### Task 1:
Decide whether each statement agrees with the text below on songs in the Interludes, answering yes or no and quoting the deciding words exactly: (a) Like Will to Like contains eight songs. (b) New Custom has more songs than The Trial of Treasure. (c) Cuthbert Cutpurse makes a 'godly end'.
### Task 2:
Reproduce word for word the part of the text below on songs in the Interludes, starting with "(1) Tom Collier" and going on through "Philip Fleming's brain.".
### Task 3:
Carry the text below on songs in the Interludes further from the point where it stops.

### Source document:
As related more or less distantly to the noisy element, the many songs in this Interlude call for notice. The practice of introducing lyrics was in vogue long before the playwrights of Shakespeare's time displayed their use so perfectly. From this point onwards the drama rings with the rough drinking songs, pious hymns, and sweet lyrics of the buffoon, the preacher, and the lover. Thus, turning haphazard to The Trial of Treasure, the Interlude immediately preceding Like Will to Like in the volume of Dodsley's Old English Plays, we find no less than eight songs. Like Will to Like has also eight. New Custom, the other Interlude in the same volume, has only two; but it may be added that, as the author of New Custom was writing with a very special and sober purpose in view, he may have felt that much singing would be inappropriate. That these lyrics went with a good swing may be judged from two of those in Like Will to Like.
(1) Tom Collier of Croydon hath sold his coals,
And made his market to-day;
And now he danceth with the Devil,
For like will to like alway.
Wherefore let us rejoice and sing,
Let us be merry and glad;
Sith that the Collier and the Devil
This match and dance hath made.
Now of this dance we make an end
With mirth and eke with joy:
The Collier and the Devil will be
Much like to like alway.
(2) Troll the bowl and drink to me, and troll the bowl again,
And put a brown toast in [the] pot for Philip Fleming's brain.
And I shall toss it to and fro, even round about the house-a:
Good hostess, now let it be so, I brink them all carouse-a.
More than once reference has been made to the lingering religious element in the Interludes. Probably 'moral element' would describe it better, though in those days religion and morality were perhaps less separable than they are to-day. In the midst of so much comical wickedness and naughty wit, with a decreasing use of the old Morality Virtues, it might be thought that this element would be crowded out. But it was not so. The downfall of the unrighteous was never allowed to pass without the voice of the preacher, frequently the reprobate himself, pointing the warning to those present. Cuthbert Cutpurse makes a 'godly end' in this fashion:
O, all youth take example by me:
Flee from evil company, as from a serpent you would flee;
For I to you all a mirror may be.

### Material supplied:
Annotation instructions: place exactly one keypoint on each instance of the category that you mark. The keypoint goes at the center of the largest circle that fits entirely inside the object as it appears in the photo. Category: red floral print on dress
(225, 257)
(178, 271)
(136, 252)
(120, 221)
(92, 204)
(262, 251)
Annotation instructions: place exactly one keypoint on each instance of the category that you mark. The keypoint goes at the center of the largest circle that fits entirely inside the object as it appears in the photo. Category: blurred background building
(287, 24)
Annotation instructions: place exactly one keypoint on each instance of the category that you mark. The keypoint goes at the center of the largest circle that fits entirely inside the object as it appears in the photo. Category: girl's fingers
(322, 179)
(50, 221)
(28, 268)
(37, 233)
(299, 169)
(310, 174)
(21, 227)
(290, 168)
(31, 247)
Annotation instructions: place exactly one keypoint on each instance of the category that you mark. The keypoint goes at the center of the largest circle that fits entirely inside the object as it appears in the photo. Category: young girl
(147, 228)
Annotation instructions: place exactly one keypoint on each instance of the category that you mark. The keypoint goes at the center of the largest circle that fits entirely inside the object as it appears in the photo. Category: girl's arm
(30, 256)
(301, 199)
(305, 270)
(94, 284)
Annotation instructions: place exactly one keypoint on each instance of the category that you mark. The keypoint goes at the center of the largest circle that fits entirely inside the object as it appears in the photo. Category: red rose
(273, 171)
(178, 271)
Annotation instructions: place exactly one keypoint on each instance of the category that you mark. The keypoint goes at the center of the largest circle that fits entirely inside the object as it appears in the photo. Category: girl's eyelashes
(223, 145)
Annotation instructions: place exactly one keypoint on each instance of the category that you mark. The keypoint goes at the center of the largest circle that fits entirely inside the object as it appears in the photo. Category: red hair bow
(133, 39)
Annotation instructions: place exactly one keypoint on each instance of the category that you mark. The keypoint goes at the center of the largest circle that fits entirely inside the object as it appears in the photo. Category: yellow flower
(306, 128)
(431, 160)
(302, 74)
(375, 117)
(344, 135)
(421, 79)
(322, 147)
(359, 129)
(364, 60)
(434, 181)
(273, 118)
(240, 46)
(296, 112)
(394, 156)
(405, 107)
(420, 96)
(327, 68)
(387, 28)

### Answer area 1:
(a) Yes: "Like Will to Like has also eight."
(b) No: "we find no less than eight songs" (The Trial of Treasure) and "New Custom, the other Interlude in the same volume, has only two"
(c) Yes: "Cuthbert Cutpurse makes a 'godly end' in this fashion"

### Answer area 2:
(1) Tom Collier of Croydon hath sold his coals,
And made his market to-day;
And now he danceth with the Devil,
For like will to like alway.
Wherefore let us rejoice and sing,
Let us be merry and glad;
Sith that the Collier and the Devil
This match and dance hath made.
Now of this dance we make an end
With mirth and eke with joy:
The Collier and the Devil will be
Much like to like alway.
(2) Troll the bowl and drink to me, and troll the bowl again,
And put a brown toast in [the] pot for Philip Fleming's brain.

### Answer area 3:
I have been daintily and delicately bred,
But nothing at all in virtuous lore:
And now I am but a man dead;
Hanged I must be, which grieveth me full sore.
Note well the end of me therefore;
And you that fathers and mothers be,
Bring not up your children in too much liberty.
The episode of the crowning of Virtuous Life owes its existence to this same element of moral teaching. Take up what Interlude we will, the preacher is always to be found uttering his short sermon on the folly of sin. Our merry friend, the Vice, usually gets caught in his own toils at last; even if he is spared this defeat, he must ultimately be borne off by the Devil.
But there are lessons to be learnt other than the elementary one that virtue is a wiser guide than vice: many an Interlude was written to castigate a particular form of laxity or drive home a needed reform, in those years when the Stage was the Cinderella of the Church; one at least, The Four Elements, was written to disseminate schoolroom learning in an attractive manner. Nice Wanton (about 1560) traces the downward career of two spoilt children, paints the remorse of their mother, and sums up its message at the end thus:
Therefore exhort I all parents to be diligent
In bringing up their children; aye, to be circumspect.
Lest they fall to evil, be not negligent
But chastise them before they be sore infect.